TASK TO CARRY OUT
When you reach the line containing "You are given", begin copying exactly, and keep going through the last line of the records below, copying nothing before it.
---+---
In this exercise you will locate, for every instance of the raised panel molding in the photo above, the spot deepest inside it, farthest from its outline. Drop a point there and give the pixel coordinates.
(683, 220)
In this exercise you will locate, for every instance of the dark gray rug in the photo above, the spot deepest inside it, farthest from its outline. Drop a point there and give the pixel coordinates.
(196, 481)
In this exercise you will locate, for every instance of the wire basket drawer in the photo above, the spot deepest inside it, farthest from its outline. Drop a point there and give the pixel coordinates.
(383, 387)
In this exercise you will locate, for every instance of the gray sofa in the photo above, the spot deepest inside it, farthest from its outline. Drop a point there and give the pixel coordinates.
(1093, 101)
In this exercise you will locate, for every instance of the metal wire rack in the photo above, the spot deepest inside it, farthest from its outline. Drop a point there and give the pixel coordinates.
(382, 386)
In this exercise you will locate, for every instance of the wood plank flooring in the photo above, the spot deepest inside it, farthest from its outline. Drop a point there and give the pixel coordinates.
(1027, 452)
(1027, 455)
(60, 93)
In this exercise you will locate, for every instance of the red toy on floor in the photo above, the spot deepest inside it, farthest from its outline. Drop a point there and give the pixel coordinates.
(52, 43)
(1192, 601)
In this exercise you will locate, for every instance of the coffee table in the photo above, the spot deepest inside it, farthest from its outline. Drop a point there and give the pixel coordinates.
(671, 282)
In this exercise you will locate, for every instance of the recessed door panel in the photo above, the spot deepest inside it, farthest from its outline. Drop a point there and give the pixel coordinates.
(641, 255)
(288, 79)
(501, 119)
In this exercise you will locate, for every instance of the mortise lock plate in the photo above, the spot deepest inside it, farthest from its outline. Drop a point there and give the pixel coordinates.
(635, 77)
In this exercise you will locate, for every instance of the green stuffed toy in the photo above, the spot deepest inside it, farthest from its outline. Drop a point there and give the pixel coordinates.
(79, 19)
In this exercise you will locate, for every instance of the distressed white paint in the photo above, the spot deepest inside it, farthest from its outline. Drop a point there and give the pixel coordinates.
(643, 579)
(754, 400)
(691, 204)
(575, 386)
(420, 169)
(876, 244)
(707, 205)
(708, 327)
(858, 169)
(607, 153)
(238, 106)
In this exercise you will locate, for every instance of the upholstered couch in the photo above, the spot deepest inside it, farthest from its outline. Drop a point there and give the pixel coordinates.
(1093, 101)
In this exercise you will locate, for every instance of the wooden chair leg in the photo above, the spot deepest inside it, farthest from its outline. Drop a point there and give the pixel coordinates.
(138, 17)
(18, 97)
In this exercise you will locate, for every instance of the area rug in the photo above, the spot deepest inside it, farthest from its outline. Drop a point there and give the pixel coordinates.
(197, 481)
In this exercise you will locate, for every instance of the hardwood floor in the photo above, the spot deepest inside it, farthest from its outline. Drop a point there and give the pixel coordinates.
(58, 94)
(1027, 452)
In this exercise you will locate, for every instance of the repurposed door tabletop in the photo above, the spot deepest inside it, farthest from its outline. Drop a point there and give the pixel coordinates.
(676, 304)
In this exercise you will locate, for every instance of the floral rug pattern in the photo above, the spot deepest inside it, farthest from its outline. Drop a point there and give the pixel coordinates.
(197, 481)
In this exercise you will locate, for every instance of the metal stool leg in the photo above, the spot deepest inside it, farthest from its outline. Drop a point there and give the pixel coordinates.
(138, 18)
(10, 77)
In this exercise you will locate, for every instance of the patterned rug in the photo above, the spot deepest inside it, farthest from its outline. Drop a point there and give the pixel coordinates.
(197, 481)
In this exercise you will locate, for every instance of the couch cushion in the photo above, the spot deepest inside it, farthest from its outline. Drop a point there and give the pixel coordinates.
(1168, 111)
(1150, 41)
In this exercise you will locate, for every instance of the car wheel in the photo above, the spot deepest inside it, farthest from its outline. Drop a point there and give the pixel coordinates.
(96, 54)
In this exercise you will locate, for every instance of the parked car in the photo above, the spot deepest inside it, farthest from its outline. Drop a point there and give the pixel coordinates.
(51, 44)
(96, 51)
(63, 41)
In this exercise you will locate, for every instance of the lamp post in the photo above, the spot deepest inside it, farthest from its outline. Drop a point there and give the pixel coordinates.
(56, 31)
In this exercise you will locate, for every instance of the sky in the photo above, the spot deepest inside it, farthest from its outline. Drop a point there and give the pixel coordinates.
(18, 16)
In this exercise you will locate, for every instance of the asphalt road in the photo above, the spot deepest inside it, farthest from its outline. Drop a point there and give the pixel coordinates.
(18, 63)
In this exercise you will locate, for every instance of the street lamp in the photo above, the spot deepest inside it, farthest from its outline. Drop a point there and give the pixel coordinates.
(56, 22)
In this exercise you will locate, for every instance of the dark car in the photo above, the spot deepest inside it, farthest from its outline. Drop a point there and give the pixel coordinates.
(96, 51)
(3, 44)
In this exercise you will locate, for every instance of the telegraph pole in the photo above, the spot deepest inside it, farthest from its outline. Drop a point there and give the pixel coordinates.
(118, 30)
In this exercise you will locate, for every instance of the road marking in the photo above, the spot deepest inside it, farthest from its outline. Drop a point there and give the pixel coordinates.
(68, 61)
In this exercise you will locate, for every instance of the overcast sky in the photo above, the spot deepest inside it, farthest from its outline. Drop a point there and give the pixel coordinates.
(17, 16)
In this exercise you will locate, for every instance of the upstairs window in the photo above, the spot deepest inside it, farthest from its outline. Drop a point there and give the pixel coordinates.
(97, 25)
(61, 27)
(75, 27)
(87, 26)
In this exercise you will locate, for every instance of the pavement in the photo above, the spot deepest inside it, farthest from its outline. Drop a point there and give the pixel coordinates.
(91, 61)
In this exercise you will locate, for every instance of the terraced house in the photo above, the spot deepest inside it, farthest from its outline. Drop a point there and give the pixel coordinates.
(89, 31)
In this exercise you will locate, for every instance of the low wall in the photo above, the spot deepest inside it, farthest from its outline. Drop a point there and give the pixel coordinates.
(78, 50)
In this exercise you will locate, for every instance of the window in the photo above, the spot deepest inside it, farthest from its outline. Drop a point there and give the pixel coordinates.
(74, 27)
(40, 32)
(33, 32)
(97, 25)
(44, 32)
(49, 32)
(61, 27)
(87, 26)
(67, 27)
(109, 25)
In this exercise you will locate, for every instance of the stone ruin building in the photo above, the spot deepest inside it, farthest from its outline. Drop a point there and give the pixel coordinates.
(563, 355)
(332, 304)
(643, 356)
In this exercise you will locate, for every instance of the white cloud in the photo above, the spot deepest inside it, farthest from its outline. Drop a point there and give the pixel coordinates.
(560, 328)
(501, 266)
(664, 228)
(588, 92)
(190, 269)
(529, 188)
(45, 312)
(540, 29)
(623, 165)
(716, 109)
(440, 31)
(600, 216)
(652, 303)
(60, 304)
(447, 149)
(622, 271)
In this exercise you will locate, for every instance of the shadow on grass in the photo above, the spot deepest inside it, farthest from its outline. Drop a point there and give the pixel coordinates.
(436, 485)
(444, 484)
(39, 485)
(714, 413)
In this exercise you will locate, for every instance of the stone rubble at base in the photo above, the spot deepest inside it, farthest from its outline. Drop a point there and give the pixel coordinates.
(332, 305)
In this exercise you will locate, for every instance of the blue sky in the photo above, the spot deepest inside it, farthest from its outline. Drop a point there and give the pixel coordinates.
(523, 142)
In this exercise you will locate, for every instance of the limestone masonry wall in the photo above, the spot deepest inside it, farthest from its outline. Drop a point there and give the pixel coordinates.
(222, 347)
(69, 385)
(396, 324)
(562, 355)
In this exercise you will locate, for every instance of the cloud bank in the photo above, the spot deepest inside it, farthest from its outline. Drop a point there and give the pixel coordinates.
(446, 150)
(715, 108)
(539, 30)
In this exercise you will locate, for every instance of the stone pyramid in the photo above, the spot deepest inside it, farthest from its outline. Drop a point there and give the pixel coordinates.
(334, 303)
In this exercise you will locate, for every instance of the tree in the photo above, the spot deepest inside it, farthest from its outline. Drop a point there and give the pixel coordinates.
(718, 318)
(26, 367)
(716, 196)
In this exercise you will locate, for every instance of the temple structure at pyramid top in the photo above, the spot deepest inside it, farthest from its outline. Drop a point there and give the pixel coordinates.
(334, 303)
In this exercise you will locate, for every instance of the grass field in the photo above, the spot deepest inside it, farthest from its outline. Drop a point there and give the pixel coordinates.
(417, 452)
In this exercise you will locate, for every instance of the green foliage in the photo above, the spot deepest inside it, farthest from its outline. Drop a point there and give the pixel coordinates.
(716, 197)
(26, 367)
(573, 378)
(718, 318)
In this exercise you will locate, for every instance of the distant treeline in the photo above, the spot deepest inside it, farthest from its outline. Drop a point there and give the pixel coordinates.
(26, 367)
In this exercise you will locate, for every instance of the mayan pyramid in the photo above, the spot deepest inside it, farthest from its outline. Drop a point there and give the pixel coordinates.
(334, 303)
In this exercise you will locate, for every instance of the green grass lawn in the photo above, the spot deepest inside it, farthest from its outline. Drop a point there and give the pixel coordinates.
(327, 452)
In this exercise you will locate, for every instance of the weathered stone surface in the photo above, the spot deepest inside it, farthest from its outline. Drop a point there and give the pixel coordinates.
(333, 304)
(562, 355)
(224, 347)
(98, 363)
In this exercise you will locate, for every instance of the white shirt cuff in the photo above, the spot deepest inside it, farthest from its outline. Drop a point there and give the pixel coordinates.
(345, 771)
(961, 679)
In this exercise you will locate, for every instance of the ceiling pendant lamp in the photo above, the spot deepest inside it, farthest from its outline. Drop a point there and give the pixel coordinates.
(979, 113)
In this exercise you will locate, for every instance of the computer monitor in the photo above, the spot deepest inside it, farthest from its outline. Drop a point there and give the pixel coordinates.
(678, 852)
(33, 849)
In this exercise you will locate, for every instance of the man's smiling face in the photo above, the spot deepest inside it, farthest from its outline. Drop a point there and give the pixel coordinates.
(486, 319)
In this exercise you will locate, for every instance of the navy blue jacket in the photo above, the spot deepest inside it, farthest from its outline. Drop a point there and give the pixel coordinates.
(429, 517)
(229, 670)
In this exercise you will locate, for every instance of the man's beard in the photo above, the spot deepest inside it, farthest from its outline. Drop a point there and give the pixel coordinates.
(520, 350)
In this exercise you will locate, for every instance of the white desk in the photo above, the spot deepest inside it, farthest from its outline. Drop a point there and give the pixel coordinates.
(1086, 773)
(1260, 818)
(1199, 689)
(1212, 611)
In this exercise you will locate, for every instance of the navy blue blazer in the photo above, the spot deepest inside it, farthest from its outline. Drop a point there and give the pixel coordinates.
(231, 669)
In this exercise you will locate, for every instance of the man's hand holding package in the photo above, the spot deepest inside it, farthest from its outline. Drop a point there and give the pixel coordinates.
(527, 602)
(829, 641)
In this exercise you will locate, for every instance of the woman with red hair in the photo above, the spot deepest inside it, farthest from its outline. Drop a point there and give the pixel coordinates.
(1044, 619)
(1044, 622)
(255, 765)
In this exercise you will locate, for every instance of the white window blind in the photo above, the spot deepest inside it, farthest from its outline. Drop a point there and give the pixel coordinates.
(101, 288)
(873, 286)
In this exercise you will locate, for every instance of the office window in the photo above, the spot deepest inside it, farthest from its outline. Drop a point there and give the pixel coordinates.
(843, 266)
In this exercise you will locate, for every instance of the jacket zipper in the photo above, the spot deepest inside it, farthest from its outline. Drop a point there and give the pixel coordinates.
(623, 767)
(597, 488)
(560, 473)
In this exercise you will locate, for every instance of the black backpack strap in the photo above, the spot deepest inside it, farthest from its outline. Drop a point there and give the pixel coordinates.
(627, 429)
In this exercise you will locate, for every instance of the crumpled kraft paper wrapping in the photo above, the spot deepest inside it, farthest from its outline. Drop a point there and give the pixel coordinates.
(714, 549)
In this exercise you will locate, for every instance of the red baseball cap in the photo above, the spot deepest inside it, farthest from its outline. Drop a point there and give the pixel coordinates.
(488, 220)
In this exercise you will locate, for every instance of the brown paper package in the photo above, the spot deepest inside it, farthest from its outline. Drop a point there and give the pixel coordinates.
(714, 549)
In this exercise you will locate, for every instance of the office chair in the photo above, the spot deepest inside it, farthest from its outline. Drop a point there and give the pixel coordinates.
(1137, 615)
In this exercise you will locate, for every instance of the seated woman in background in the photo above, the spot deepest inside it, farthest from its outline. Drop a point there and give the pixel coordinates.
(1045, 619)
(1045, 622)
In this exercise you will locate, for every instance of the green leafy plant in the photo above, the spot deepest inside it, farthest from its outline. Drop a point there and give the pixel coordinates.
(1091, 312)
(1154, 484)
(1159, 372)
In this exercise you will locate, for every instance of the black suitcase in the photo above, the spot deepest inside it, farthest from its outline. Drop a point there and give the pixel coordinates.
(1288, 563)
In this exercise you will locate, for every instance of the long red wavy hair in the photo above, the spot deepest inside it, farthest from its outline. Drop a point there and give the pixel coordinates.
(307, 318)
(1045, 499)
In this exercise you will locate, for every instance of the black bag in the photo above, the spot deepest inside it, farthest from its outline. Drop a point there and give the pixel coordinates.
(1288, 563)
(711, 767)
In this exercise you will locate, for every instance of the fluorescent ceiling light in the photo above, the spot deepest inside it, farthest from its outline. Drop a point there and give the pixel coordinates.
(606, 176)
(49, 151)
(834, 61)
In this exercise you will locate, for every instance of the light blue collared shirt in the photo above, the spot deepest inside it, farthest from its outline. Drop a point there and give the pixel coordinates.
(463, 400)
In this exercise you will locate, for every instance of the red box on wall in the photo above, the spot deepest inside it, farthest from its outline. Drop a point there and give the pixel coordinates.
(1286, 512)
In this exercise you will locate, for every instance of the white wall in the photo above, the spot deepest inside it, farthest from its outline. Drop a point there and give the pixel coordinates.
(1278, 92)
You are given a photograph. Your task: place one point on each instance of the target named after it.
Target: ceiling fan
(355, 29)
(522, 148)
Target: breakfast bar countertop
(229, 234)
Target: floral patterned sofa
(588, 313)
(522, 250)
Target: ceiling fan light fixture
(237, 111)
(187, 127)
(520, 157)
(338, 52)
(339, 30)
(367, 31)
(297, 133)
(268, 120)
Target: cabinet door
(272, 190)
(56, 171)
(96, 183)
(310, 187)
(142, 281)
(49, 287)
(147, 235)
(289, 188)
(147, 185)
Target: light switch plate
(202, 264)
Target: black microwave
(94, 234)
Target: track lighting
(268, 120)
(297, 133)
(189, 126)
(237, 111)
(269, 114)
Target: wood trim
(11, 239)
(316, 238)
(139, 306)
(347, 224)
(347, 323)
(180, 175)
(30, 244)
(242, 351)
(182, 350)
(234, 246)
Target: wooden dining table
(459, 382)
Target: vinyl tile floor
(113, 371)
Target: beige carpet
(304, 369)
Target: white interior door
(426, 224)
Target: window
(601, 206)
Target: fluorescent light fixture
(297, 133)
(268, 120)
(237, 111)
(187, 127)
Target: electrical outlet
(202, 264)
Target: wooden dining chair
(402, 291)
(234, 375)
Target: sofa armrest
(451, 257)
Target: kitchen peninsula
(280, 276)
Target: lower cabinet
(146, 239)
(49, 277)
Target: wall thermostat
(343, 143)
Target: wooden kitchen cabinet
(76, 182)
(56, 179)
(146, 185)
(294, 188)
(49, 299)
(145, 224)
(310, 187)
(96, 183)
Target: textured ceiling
---+---
ANSWER TO THIS EXERCISE
You are given a photograph. Your task: place one point on each instance of the target named after it.
Target: ceiling fan
(355, 29)
(522, 148)
Target: breakfast bar countertop
(229, 234)
Target: floral patterned sofa
(588, 313)
(522, 250)
Target: ceiling fan light fixture
(237, 111)
(187, 127)
(520, 157)
(338, 52)
(339, 30)
(367, 31)
(297, 133)
(268, 120)
Target: cabinet door
(272, 190)
(56, 171)
(96, 183)
(310, 187)
(142, 281)
(49, 287)
(147, 235)
(289, 188)
(147, 185)
Target: light switch plate
(202, 264)
Target: black microwave
(94, 234)
Target: track lighting
(268, 120)
(297, 133)
(189, 126)
(237, 111)
(269, 114)
Target: wood trim
(11, 239)
(316, 238)
(139, 306)
(347, 224)
(347, 323)
(180, 175)
(30, 244)
(242, 351)
(182, 350)
(234, 246)
Target: wooden dining table
(459, 382)
Target: vinyl tile floor
(113, 371)
Target: beige carpet
(304, 369)
Target: white interior door
(426, 224)
Target: window
(601, 206)
Target: fluorescent light fixture
(297, 133)
(268, 120)
(237, 111)
(187, 127)
Target: electrical outlet
(202, 264)
Target: wooden dining chair
(402, 291)
(234, 375)
Target: sofa armrest
(451, 257)
Target: kitchen peninsula
(280, 276)
Target: lower cabinet
(146, 239)
(49, 277)
Target: wall thermostat
(343, 143)
Target: wooden kitchen cabinet
(76, 182)
(56, 179)
(146, 185)
(294, 188)
(49, 299)
(145, 224)
(310, 187)
(96, 183)
Target: textured ceiling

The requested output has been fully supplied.